● What is being asked: Reproduce the listing below line for line, with no changes.
━━━ Data section
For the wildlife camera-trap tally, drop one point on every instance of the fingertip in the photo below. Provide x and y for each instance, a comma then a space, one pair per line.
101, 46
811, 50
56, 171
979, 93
━━━━━━
● Solution to the exercise:
For the wildlife camera-trap tally, drop one point on every instance of the fingertip in the photo below. Provide x and y for each instance, a comma then a space, one pair per line.
101, 46
811, 50
56, 171
979, 93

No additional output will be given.